— Given exercise —
Please extract everything from the line containing "Target: white crosswalk edge line" down to the last of the lines below, and reproduce it word for word.

◇ ◇ ◇ ◇ ◇

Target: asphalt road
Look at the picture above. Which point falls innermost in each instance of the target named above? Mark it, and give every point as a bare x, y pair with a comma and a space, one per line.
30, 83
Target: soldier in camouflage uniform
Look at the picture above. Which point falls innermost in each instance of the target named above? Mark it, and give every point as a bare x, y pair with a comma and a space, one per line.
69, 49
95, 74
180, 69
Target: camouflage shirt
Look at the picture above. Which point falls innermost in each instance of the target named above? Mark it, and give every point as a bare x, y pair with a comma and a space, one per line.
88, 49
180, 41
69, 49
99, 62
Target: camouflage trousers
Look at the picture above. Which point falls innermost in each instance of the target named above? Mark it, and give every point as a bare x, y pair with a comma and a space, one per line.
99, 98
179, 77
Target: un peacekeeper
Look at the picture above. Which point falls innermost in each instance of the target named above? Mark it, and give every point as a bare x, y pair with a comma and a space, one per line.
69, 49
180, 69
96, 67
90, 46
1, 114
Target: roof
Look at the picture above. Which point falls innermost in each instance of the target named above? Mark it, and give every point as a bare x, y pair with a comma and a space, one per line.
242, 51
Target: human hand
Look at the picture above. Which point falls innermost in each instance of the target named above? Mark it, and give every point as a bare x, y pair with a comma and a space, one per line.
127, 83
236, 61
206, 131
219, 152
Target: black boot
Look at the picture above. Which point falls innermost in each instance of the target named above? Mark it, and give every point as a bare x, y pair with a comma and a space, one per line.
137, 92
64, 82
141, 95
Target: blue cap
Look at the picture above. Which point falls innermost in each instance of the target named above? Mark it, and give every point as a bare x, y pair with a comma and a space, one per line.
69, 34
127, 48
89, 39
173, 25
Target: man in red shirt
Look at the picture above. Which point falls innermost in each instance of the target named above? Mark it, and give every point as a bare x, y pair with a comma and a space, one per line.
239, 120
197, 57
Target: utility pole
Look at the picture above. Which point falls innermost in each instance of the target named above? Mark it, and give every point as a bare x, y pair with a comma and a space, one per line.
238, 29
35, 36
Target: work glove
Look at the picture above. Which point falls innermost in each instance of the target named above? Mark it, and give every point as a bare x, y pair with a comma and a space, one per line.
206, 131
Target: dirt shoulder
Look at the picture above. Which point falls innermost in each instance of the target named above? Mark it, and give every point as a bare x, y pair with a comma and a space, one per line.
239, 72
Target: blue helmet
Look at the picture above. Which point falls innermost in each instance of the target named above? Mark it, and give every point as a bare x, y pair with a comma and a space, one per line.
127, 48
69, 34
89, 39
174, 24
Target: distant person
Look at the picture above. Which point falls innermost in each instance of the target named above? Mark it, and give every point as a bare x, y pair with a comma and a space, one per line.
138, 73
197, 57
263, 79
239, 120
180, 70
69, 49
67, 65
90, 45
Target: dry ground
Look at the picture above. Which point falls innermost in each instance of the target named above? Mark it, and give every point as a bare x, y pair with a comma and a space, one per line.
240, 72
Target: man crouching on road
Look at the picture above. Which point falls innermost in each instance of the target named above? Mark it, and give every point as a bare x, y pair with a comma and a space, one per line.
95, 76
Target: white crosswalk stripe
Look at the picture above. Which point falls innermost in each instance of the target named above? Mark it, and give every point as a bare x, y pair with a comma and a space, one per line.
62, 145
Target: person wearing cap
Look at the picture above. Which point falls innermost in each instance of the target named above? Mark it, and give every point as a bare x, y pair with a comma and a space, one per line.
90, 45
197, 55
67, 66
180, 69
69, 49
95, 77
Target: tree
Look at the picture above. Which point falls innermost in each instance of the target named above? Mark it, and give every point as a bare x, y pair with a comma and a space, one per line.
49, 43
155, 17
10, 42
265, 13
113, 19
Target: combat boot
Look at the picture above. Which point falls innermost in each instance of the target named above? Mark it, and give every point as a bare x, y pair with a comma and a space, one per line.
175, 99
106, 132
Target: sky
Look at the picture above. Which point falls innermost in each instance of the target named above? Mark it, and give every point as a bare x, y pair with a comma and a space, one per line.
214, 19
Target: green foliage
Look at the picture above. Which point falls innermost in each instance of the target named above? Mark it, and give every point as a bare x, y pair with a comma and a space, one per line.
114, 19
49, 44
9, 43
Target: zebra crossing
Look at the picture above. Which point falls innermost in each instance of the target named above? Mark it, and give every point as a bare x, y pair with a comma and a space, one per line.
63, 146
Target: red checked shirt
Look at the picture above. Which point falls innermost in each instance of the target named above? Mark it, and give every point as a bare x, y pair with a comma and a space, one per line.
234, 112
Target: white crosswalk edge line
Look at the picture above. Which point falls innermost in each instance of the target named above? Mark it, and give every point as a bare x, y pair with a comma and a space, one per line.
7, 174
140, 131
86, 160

◇ ◇ ◇ ◇ ◇

— Correct response —
Target: white crosswalk edge line
Look at the picture above. Which point falls innermost in each instance of the target named above? Mark it, and give every point as a bare x, y pair with a comma and a space, one per line.
7, 174
140, 131
86, 160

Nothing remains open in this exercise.